Job.
Print out each entry below exactly, please.

(Excerpts of location labeling data)
[start]
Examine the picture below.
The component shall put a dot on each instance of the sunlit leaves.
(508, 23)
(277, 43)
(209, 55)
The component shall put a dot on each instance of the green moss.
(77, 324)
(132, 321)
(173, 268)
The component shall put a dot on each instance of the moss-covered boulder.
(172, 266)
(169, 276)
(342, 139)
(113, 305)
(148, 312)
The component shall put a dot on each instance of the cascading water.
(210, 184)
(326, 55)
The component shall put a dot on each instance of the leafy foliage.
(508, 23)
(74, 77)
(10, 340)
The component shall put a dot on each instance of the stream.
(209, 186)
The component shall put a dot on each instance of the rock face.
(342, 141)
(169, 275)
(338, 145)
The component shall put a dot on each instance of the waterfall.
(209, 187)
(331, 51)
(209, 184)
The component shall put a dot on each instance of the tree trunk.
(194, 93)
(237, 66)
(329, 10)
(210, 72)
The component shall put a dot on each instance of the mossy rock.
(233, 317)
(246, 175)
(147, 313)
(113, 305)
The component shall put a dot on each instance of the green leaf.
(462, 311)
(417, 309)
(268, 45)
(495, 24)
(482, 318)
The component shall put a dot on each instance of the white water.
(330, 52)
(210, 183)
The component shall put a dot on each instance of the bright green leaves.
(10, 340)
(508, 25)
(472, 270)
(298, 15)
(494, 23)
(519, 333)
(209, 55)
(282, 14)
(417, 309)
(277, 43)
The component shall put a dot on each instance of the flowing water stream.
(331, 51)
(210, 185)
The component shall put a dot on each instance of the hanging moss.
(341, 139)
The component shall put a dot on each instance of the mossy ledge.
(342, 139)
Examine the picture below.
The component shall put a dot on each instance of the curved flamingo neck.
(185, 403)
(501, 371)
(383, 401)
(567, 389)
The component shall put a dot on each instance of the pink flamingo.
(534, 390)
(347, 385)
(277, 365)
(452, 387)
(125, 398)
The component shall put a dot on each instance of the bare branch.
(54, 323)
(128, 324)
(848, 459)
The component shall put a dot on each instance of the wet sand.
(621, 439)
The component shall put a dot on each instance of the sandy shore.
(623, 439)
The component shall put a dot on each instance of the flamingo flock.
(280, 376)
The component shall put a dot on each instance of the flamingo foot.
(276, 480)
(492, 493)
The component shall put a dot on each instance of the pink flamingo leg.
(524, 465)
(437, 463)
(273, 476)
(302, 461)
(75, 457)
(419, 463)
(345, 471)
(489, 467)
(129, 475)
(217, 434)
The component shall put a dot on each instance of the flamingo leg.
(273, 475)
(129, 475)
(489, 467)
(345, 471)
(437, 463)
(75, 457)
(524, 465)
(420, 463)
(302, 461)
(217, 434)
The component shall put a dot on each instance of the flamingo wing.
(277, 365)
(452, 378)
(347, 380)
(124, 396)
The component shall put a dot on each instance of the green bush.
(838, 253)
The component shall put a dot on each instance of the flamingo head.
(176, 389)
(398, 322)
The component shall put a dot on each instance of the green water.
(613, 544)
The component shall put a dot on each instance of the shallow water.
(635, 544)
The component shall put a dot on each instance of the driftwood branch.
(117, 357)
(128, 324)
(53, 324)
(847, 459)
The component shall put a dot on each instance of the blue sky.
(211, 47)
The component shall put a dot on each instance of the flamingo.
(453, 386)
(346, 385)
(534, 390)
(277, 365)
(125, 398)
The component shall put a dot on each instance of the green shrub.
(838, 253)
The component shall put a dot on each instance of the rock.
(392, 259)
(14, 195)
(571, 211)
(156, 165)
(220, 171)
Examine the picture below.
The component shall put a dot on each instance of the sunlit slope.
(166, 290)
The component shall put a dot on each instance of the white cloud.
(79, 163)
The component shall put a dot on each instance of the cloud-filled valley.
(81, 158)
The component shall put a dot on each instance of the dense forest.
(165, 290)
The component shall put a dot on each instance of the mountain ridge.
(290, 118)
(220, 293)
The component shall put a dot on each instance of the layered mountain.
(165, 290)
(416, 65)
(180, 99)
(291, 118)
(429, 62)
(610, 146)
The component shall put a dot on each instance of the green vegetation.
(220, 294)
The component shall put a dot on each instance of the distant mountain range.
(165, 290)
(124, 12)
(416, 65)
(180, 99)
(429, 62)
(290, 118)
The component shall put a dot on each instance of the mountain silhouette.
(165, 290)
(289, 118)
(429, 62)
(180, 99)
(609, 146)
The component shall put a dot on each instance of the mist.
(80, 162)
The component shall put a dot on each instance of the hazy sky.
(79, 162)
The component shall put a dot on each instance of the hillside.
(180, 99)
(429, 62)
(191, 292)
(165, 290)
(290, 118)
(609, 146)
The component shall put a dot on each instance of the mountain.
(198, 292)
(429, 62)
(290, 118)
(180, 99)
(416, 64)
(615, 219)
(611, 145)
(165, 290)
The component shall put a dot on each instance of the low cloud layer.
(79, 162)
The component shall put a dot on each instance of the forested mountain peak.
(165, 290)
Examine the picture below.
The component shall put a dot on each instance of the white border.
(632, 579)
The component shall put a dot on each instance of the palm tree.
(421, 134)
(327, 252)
[end]
The completed task.
Examine the picture below.
The component shall put a dot on each instance of the sunlit leaves.
(508, 23)
(277, 43)
(209, 55)
The component shall put a dot on each instance of the green moss.
(77, 324)
(132, 321)
(173, 268)
The component shall put a dot on each instance of the moss-covered boulder.
(172, 266)
(169, 276)
(342, 139)
(113, 305)
(148, 312)
The component shall put a dot on each instance of the cascading water.
(210, 184)
(326, 55)
The component shall put a dot on each instance of the leafy foliage.
(508, 23)
(74, 77)
(10, 340)
The component shall put a dot on each instance of the stream.
(209, 186)
The component shall put a dot on each instance of the rock face.
(342, 141)
(169, 275)
(338, 145)
The component shall put a dot on each instance of the waterfall.
(209, 187)
(331, 51)
(209, 184)
The component shall put a dot on each instance of the tree trunk.
(194, 93)
(237, 66)
(329, 10)
(210, 72)
The component shall put a dot on each instance of the mossy rock.
(233, 317)
(246, 175)
(147, 313)
(113, 305)
The component shall put a dot on each instance of the green leaf.
(462, 311)
(417, 309)
(268, 45)
(495, 24)
(482, 318)
The component shall put a dot on each instance of the white water.
(330, 52)
(210, 183)
The component shall put a dot on each instance of the bright green leaves.
(10, 340)
(508, 25)
(472, 270)
(298, 15)
(494, 23)
(519, 333)
(209, 55)
(282, 14)
(417, 309)
(277, 43)
The component shall put a dot on each instance of the flowing water stream.
(331, 51)
(210, 185)
The component shall put a dot on each instance of the hanging moss.
(341, 139)
The component shall put a dot on each instance of the mossy ledge.
(342, 139)
Examine the picture below.
The component shall put a dot on each instance of the curved flamingo neck.
(185, 403)
(501, 371)
(383, 401)
(567, 389)
The component shall put a dot on each instance of the pink flamingo.
(534, 390)
(347, 385)
(277, 365)
(452, 387)
(125, 398)
The component shall put a dot on each instance of the bare branch.
(54, 323)
(128, 324)
(848, 459)
The component shall put a dot on each instance of the wet sand.
(621, 439)
The component shall put a dot on each instance of the sandy shore.
(623, 439)
The component shall put a dot on each instance of the flamingo flock.
(280, 376)
The component shall put a dot on each instance of the flamingo foot.
(276, 480)
(492, 493)
The component shall put a dot on each instance of the pink flamingo leg.
(524, 465)
(437, 463)
(273, 476)
(302, 461)
(75, 457)
(419, 463)
(345, 471)
(489, 467)
(129, 475)
(217, 434)
The component shall put a dot on each instance of the flamingo leg.
(273, 475)
(129, 475)
(489, 467)
(345, 471)
(437, 463)
(75, 457)
(524, 465)
(420, 463)
(302, 461)
(217, 434)
The component shall put a dot on each instance of the flamingo wing.
(277, 365)
(452, 378)
(347, 380)
(124, 396)
The component shall put a dot on each instance of the green bush.
(838, 253)
The component shall put a dot on each instance of the flamingo head.
(176, 389)
(398, 322)
The component shall put a dot on each instance of the green water.
(613, 544)
The component shall put a dot on each instance of the shallow water.
(635, 544)
The component shall put a dot on each instance of the driftwood branch.
(117, 357)
(128, 324)
(53, 324)
(847, 459)
The component shall put a dot on each instance of the blue sky.
(211, 47)
The component shall put a dot on each instance of the flamingo.
(453, 386)
(346, 385)
(534, 390)
(277, 365)
(125, 398)
The component shall put a dot on each instance of the green shrub.
(838, 253)
The component shall put a dot on each instance of the rock.
(392, 259)
(14, 195)
(571, 211)
(156, 165)
(220, 171)
Examine the picture below.
The component shall put a dot on each instance of the sunlit slope.
(166, 290)
The component shall put a dot on each instance of the white cloud.
(79, 163)
The component shall put a dot on each instance of the cloud-filled valley.
(81, 158)
The component shall put a dot on each instance of the dense forest.
(165, 290)
The component shall put a dot on each instance of the mountain ridge.
(290, 118)
(220, 293)
The component shall put a dot on each instance of the layered mountain.
(165, 290)
(416, 65)
(180, 99)
(291, 118)
(429, 62)
(610, 146)
The component shall put a dot on each instance of the green vegetation.
(220, 294)
The component shall put a dot on each instance of the distant mountain range.
(165, 290)
(124, 12)
(416, 65)
(180, 99)
(429, 62)
(290, 118)
The component shall put a dot on each instance of the mountain silhouette.
(165, 290)
(289, 118)
(429, 62)
(180, 99)
(609, 146)
The component shall put a dot on each instance of the mist.
(80, 162)
The component shall put a dot on each instance of the hazy sky.
(79, 162)
The component shall put a dot on each instance of the hillside.
(180, 99)
(429, 62)
(191, 292)
(165, 290)
(290, 118)
(609, 146)
The component shall put a dot on each instance of the mountain.
(198, 292)
(429, 62)
(290, 118)
(180, 99)
(416, 64)
(615, 219)
(611, 145)
(165, 290)
The component shall put a dot on each instance of the low cloud layer.
(79, 162)
The component shall put a dot on each instance of the forested mountain peak.
(165, 290)
Examine the picture below.
The component shall put a dot on each instance of the white border.
(632, 579)
The component shall put a dot on each instance of the palm tree.
(421, 134)
(327, 252)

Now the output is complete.